**Objectif**
Restituez mot pour mot, dans son intégralité, le texte ci-dessous sur les sponsors de la Coupe du monde au Qatar.

Coupe du monde au Qatar : quand les sponsors se mettent à la géopolitique

Après douze ans de préparation de la Coupe du monde de football la plus controversée de l’histoire, la star de la K-Pop, le chanteur de BTS Jung Kook a finalement donné le coup d’envoi du tournoi, dimanche 20 novembre, dans une interprétation survoltée de son nouveau single Left and Right.

Pour certains supporters ou observateurs, ce « show » a probablement marqué un retour à la normale : après des années d’agitation, place au football ! Mais sous cet air, apparemment inoffensif, de musique pop, couvent en réalité de féroces batailles géopolitiques.

Jung Kook n’est pas seulement un beau et jeune chanteur à la popularité mondiale. Ses camarades du groupe BTS et lui sont sous contrat avec le groupe automobile sud-coréen Hyundai-Kia, lui-même sponsor de la Fédération internationale de football (FIFA), qui a largement mis en avant la K-Pop dans le cadre de cet accord.

**Jeu de données**

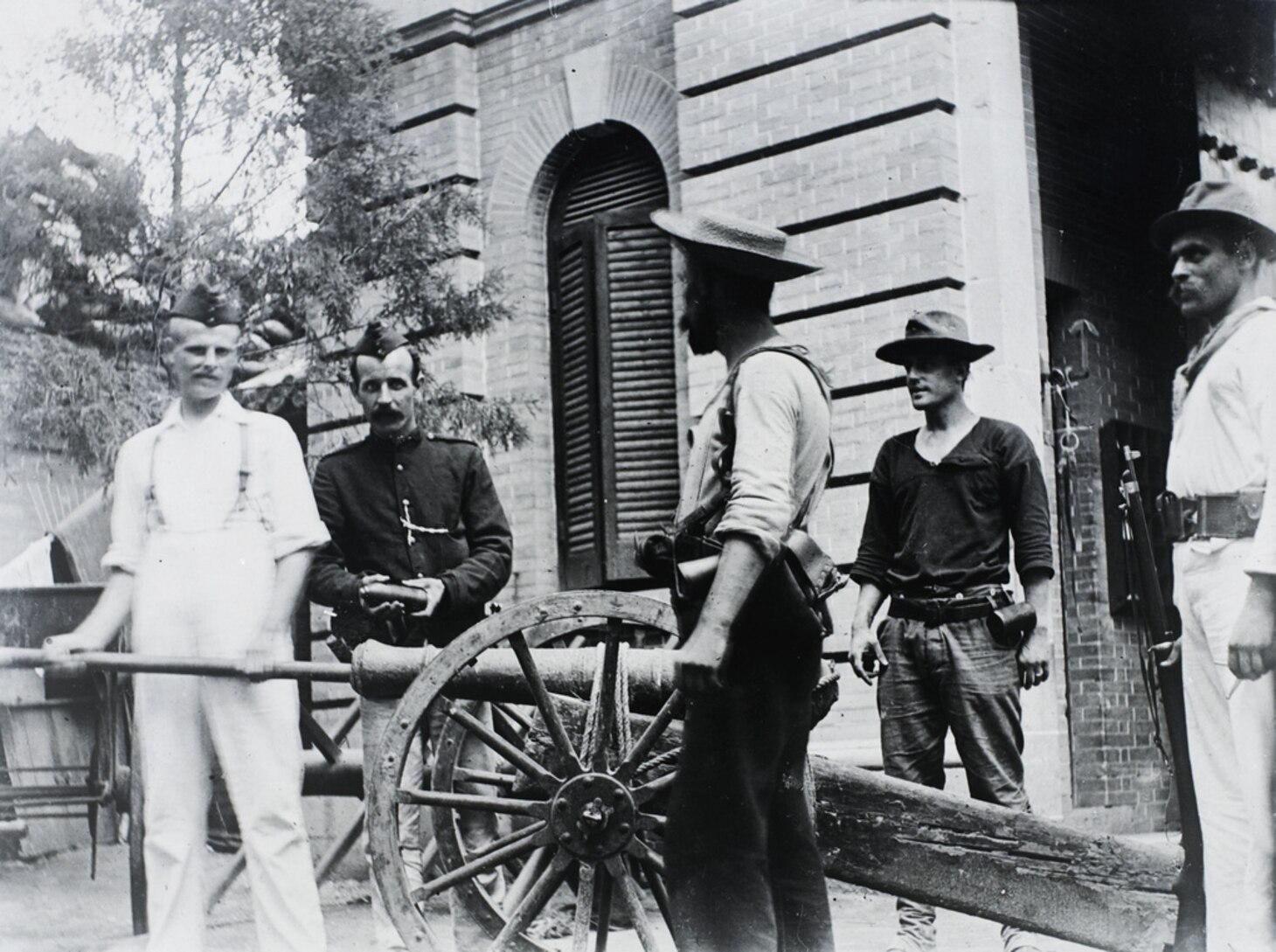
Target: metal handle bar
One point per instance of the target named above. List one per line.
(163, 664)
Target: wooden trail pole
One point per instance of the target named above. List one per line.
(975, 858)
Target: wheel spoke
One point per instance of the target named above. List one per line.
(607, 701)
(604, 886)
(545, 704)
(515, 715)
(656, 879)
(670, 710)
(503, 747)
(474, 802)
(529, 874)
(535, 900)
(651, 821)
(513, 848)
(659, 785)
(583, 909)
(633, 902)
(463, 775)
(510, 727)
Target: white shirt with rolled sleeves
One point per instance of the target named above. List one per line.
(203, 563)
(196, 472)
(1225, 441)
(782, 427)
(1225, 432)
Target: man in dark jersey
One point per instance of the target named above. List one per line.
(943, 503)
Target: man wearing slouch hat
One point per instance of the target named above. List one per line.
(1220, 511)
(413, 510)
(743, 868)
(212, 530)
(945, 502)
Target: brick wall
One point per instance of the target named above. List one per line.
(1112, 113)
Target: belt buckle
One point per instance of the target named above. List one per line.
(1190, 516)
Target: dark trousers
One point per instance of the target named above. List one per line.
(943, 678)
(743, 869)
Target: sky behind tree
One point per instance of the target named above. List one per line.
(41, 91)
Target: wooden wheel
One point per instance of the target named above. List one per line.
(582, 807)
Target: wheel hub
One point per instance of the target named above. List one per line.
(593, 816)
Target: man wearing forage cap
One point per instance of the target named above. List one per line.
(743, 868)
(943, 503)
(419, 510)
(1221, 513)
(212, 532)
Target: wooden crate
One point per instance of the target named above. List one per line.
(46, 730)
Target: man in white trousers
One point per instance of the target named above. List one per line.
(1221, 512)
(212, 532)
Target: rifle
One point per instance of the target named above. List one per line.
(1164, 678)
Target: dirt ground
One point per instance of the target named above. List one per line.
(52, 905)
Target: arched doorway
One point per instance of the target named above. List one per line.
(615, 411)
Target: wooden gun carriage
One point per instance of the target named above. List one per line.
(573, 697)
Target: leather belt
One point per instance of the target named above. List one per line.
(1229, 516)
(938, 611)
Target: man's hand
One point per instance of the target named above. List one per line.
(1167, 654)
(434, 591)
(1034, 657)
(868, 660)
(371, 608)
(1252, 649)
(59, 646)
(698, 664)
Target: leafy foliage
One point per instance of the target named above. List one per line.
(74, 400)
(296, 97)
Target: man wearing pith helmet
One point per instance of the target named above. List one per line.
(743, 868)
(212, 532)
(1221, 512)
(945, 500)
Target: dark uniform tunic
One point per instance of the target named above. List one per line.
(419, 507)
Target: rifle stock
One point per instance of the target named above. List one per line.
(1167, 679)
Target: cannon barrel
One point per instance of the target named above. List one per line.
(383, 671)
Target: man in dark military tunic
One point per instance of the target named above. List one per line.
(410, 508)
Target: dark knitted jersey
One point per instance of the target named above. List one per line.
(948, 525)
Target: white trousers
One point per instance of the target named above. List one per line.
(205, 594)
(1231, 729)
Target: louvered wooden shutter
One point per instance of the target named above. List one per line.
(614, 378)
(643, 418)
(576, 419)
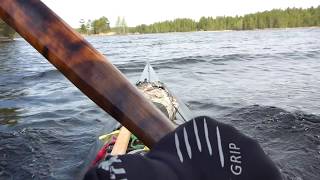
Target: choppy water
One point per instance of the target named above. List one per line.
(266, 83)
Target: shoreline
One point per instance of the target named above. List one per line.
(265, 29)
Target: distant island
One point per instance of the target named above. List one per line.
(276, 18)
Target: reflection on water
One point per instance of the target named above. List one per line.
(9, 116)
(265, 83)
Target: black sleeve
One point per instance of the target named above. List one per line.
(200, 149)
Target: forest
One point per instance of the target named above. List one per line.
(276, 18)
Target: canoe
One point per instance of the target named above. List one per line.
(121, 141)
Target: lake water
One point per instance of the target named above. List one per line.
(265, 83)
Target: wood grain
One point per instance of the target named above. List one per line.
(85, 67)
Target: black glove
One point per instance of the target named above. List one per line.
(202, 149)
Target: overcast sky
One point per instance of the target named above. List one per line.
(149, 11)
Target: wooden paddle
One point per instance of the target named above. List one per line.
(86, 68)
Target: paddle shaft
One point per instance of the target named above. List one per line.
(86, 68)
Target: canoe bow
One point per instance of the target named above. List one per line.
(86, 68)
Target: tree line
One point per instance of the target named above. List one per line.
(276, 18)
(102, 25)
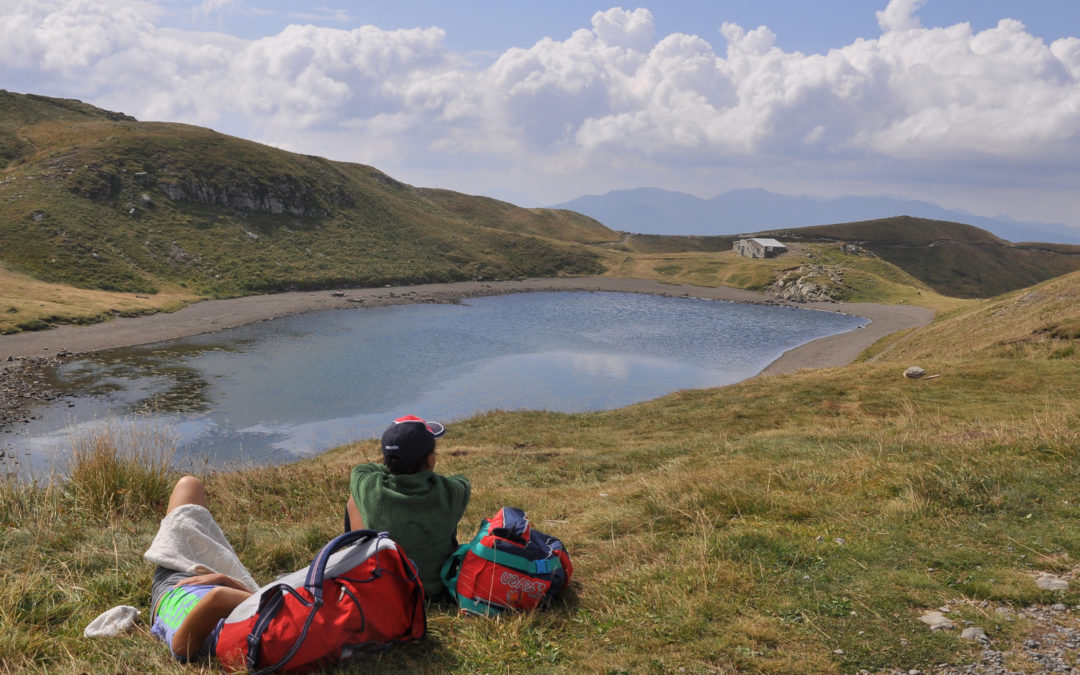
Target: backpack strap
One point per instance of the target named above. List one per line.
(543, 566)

**Exercice réalisé**
Coupe du monde au Qatar : quand les sponsors se mettent à la géopolitique

Après douze ans de préparation de la Coupe du monde de football la plus controversée de l’histoire, la star de la K-Pop, le chanteur de BTS Jung Kook a finalement donné le coup d’envoi du tournoi, dimanche 20 novembre, dans une interprétation survoltée de son nouveau single Left and Right.

Pour certains supporters ou observateurs, ce « show » a probablement marqué un retour à la normale : après des années d’agitation, place au football ! Mais sous cet air, apparemment inoffensif, de musique pop, couvent en réalité de féroces batailles géopolitiques.

Jung Kook n’est pas seulement un beau et jeune chanteur à la popularité mondiale. Ses camarades du groupe BTS et lui sont sous contrat avec le groupe automobile sud-coréen Hyundai-Kia, lui-même sponsor de la Fédération internationale de football (FIFA), qui a largement mis en avant la K-Pop dans le cadre de cet accord.